[[ RECORDS TO USE, beginning ]]

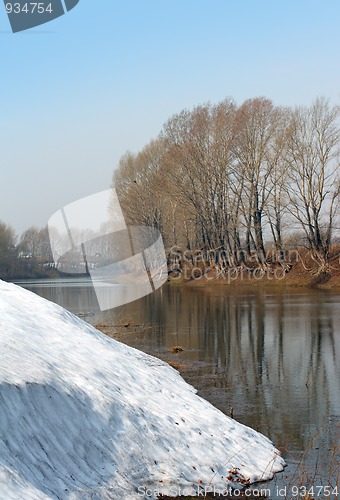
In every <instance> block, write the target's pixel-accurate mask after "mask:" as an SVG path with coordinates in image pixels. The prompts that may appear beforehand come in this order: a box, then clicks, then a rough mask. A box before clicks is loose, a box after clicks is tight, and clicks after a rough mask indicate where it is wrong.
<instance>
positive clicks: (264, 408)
mask: <svg viewBox="0 0 340 500" xmlns="http://www.w3.org/2000/svg"><path fill="white" fill-rule="evenodd" d="M25 286H26V287H29V288H30V289H32V290H33V291H34V292H36V293H38V294H39V295H42V296H44V297H46V298H48V299H50V300H53V301H54V302H57V303H59V304H61V305H63V306H64V307H66V308H68V309H69V310H71V311H72V312H75V313H87V315H86V316H85V319H86V320H87V321H89V322H91V323H96V322H97V321H100V322H103V323H108V324H112V325H114V324H115V323H117V322H118V323H119V322H121V321H129V322H131V323H138V324H139V323H143V324H146V325H149V326H150V328H148V329H146V330H144V332H143V333H141V334H137V335H132V336H131V338H129V343H130V344H131V345H135V346H137V347H143V349H144V350H145V351H146V352H153V353H159V354H160V355H161V356H163V357H165V358H166V359H168V360H169V361H170V362H176V363H178V364H179V365H180V369H181V365H183V367H182V368H183V370H182V369H181V371H182V373H183V376H184V377H185V378H186V379H187V380H188V381H189V382H190V383H191V384H193V385H194V386H195V387H198V388H199V394H201V395H202V396H203V397H205V398H206V399H209V400H210V401H211V402H212V403H213V404H215V405H216V406H217V407H219V408H220V409H221V410H222V411H224V412H225V413H227V414H229V412H230V407H233V412H234V418H236V419H237V420H238V421H240V422H242V423H244V424H246V425H249V426H251V427H253V428H255V429H256V430H258V431H260V432H262V433H263V434H265V435H267V436H268V437H269V438H270V439H271V440H273V441H274V443H275V445H276V446H277V447H279V448H280V449H282V451H283V454H284V456H285V458H286V460H287V462H288V467H287V468H286V470H285V472H284V473H283V474H281V475H280V476H279V478H278V481H279V486H280V487H282V486H283V485H288V488H291V486H292V485H297V486H299V485H300V486H301V487H303V486H304V485H305V486H308V485H310V484H312V483H313V484H314V485H319V486H328V485H329V486H331V487H335V486H336V484H337V485H338V488H340V484H339V474H340V469H339V460H340V456H339V443H340V294H336V293H334V292H329V291H314V290H306V289H286V290H282V289H280V290H276V289H275V288H269V287H267V288H266V289H258V288H256V289H255V288H252V289H247V288H245V287H239V288H232V289H231V288H227V287H223V286H217V287H209V288H203V287H202V288H183V287H175V286H163V288H161V289H160V290H158V291H157V292H156V293H155V294H153V295H149V296H147V297H144V298H143V299H141V300H139V301H136V302H134V303H131V304H128V305H125V306H122V307H120V308H118V309H117V310H114V311H112V310H111V311H105V312H102V313H101V312H100V311H99V308H98V305H97V302H96V298H95V294H94V292H93V289H92V287H91V282H89V281H88V282H84V281H80V280H79V281H77V282H75V281H74V280H72V281H69V282H65V281H63V282H60V281H59V282H51V281H47V282H43V283H42V282H37V283H35V284H34V283H30V284H28V283H27V284H25ZM178 345H179V346H181V347H182V348H183V351H182V352H180V353H178V354H169V353H168V352H167V351H168V349H169V348H170V347H171V346H178ZM336 447H337V450H336ZM313 474H315V476H314V477H313V478H312V475H313ZM272 487H273V488H274V486H272ZM294 492H300V490H299V491H297V490H294ZM288 493H289V491H288ZM316 493H317V491H314V497H315V498H326V497H328V495H327V494H324V493H325V492H324V490H320V491H319V494H316ZM338 493H339V497H340V489H339V491H338ZM296 496H297V495H295V494H291V497H292V498H295V497H296ZM310 496H313V495H310ZM280 497H281V498H283V495H282V496H280V495H278V494H277V495H275V494H272V498H280ZM287 498H290V496H289V495H288V494H287ZM330 498H338V497H336V496H335V495H330Z"/></svg>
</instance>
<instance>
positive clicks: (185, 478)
mask: <svg viewBox="0 0 340 500" xmlns="http://www.w3.org/2000/svg"><path fill="white" fill-rule="evenodd" d="M283 465H284V462H283V459H282V458H281V457H280V455H279V452H278V451H277V450H276V449H275V448H274V446H273V445H272V443H271V442H270V441H269V440H268V439H267V438H266V437H264V436H263V435H261V434H259V433H257V432H256V431H254V430H252V429H250V428H248V427H246V426H244V425H241V424H239V423H237V422H236V421H235V420H232V419H230V418H228V417H226V416H225V415H224V414H223V413H221V412H220V411H219V410H217V409H216V408H214V407H213V406H212V405H211V404H210V403H208V402H207V401H205V400H203V399H202V398H200V397H198V396H197V395H196V394H195V389H194V388H193V387H191V386H190V385H188V384H187V383H186V382H184V380H183V379H182V378H181V376H180V375H179V374H178V372H177V371H176V370H174V369H173V368H171V367H170V366H168V365H167V364H166V363H163V362H162V361H160V360H158V359H156V358H154V357H151V356H148V355H146V354H144V353H141V352H139V351H137V350H135V349H132V348H130V347H127V346H125V345H123V344H121V343H119V342H117V341H115V340H112V339H110V338H108V337H106V336H105V335H103V334H102V333H100V332H99V331H97V330H96V329H95V328H93V327H91V326H90V325H88V324H86V323H84V322H83V321H82V320H80V319H79V318H77V317H76V316H74V315H72V314H71V313H69V312H68V311H66V310H65V309H63V308H61V307H59V306H57V305H55V304H53V303H52V302H48V301H46V300H44V299H42V298H40V297H38V296H36V295H35V294H33V293H31V292H29V291H27V290H24V289H22V288H20V287H18V286H16V285H13V284H8V283H5V282H3V281H0V498H1V499H6V500H9V499H20V500H22V499H23V498H25V500H27V499H34V500H37V499H47V498H54V499H55V498H59V499H70V500H71V499H81V500H83V499H87V498H88V499H90V498H91V499H106V498H114V499H129V500H130V499H138V498H156V496H157V494H158V493H159V492H161V493H163V494H168V495H172V496H174V495H175V494H176V493H178V494H184V493H185V494H194V493H195V492H197V491H202V490H203V489H204V488H206V489H207V490H208V489H209V488H210V489H211V488H213V487H214V488H215V491H223V490H225V489H226V488H229V487H230V486H232V485H233V486H234V487H239V486H240V484H239V483H235V482H231V481H230V480H228V479H227V476H228V475H230V472H229V471H230V470H231V469H232V468H233V467H234V468H236V467H238V468H239V471H238V473H239V474H238V477H241V478H242V477H244V478H246V479H248V478H249V479H250V482H254V481H257V480H260V479H263V480H266V479H269V478H271V477H272V476H273V474H274V473H275V472H278V471H280V470H282V468H283ZM234 477H235V479H236V476H234Z"/></svg>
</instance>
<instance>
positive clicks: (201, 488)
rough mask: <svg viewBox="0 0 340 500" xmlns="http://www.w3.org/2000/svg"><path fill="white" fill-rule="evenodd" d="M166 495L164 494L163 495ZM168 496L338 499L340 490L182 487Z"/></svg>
mask: <svg viewBox="0 0 340 500" xmlns="http://www.w3.org/2000/svg"><path fill="white" fill-rule="evenodd" d="M163 494H164V493H163ZM138 495H139V496H140V497H141V498H162V491H160V490H157V489H153V488H150V487H145V486H139V487H138ZM167 495H170V496H173V497H181V496H183V497H185V496H195V497H198V498H204V497H206V496H208V495H209V498H211V497H216V498H221V497H222V498H230V499H235V498H277V499H279V498H282V499H287V498H290V499H293V498H314V499H317V498H320V499H323V498H330V499H334V500H335V499H338V498H339V490H338V487H337V486H330V485H326V486H324V485H312V486H304V485H299V486H298V485H290V486H287V485H285V486H277V485H276V486H273V487H268V486H265V487H258V488H256V487H252V488H245V489H237V488H236V489H234V488H232V487H228V488H224V489H221V488H217V487H215V486H201V485H197V486H196V487H181V486H171V487H170V488H169V491H168V492H167Z"/></svg>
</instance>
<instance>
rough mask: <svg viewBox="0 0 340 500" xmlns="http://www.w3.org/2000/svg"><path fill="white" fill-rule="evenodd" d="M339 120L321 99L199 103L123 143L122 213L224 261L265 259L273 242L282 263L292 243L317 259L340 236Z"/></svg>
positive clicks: (328, 254)
mask: <svg viewBox="0 0 340 500" xmlns="http://www.w3.org/2000/svg"><path fill="white" fill-rule="evenodd" d="M338 120H339V106H333V105H331V104H330V103H329V101H327V100H326V99H324V98H317V99H316V100H315V101H314V102H313V104H312V105H311V106H309V107H304V106H297V107H295V108H291V107H280V106H275V105H274V104H273V103H272V101H270V100H269V99H266V98H262V97H257V98H253V99H248V100H246V101H245V102H244V103H243V104H241V105H240V106H238V105H236V103H235V102H234V100H233V99H226V100H224V101H222V102H220V103H218V104H210V103H208V104H204V105H200V106H197V107H195V108H194V109H192V110H183V111H182V112H180V113H178V114H175V115H174V116H172V117H171V118H170V119H169V120H168V121H167V122H166V123H165V124H164V126H163V128H162V130H161V132H160V134H159V136H158V137H157V138H156V139H154V140H152V141H151V142H149V143H148V144H147V145H146V146H145V147H144V148H143V149H142V150H141V151H139V152H138V153H137V154H133V153H131V152H127V153H126V154H125V155H124V156H123V157H122V158H121V160H120V162H119V166H118V168H117V170H116V171H115V172H114V175H113V186H114V187H115V189H116V190H117V193H118V196H119V199H120V202H121V205H122V208H123V211H124V213H125V216H126V218H127V220H128V222H129V223H130V224H135V225H150V226H153V227H156V228H157V229H159V230H160V231H161V233H162V235H163V239H164V241H165V244H166V247H167V248H168V249H170V248H172V247H178V248H179V249H181V251H182V252H183V251H188V250H189V251H192V252H194V251H196V250H197V249H204V250H205V251H207V255H209V258H208V260H212V259H213V260H214V264H216V265H220V266H222V267H224V268H226V267H235V266H242V265H244V264H246V263H247V262H249V260H250V259H254V258H255V259H256V261H257V263H258V264H259V265H260V266H262V267H265V266H267V265H268V263H269V261H270V259H271V258H272V255H273V250H274V251H275V255H276V256H277V258H278V260H280V261H281V262H284V260H285V255H286V250H287V248H288V246H289V245H291V244H296V245H302V246H306V247H308V249H309V250H310V253H311V255H312V257H313V258H314V259H315V260H316V261H317V262H318V264H319V265H320V266H321V267H322V266H324V265H325V263H326V262H327V258H328V255H329V252H330V249H331V246H332V243H334V242H335V241H336V238H338V237H339V197H340V196H339V195H340V163H339V146H340V128H339V122H338ZM269 248H270V249H271V250H270V252H269V250H268V249H269ZM211 256H213V257H211ZM210 264H211V262H210Z"/></svg>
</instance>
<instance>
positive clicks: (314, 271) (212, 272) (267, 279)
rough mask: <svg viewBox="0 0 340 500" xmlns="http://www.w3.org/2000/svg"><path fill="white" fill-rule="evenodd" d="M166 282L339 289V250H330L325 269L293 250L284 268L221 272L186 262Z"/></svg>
mask: <svg viewBox="0 0 340 500" xmlns="http://www.w3.org/2000/svg"><path fill="white" fill-rule="evenodd" d="M169 282H170V284H171V285H183V286H212V285H213V286H230V285H246V286H281V287H307V288H317V289H324V290H330V289H337V288H339V289H340V248H339V247H336V248H334V249H333V250H332V252H331V253H330V255H329V258H328V261H327V263H326V264H324V265H321V264H320V263H318V262H316V260H315V259H313V258H312V256H311V254H310V252H309V251H307V250H306V249H302V250H301V249H300V250H292V251H291V252H290V253H289V255H288V260H287V261H286V262H285V264H284V265H281V264H280V263H278V262H268V265H267V266H266V267H260V266H258V265H257V263H256V262H249V263H247V265H244V266H239V267H237V268H227V269H226V270H223V271H221V270H219V269H217V268H211V267H206V266H203V265H202V262H200V261H198V262H196V265H193V264H192V263H189V262H186V263H184V265H183V267H182V269H181V270H180V272H176V271H172V272H171V273H170V275H169Z"/></svg>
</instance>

[[ RECORDS TO USE, end ]]

Tally the lines in the rows above that contain the word "positive", and give only the number.

ANSWER TO THE EXERCISE: 5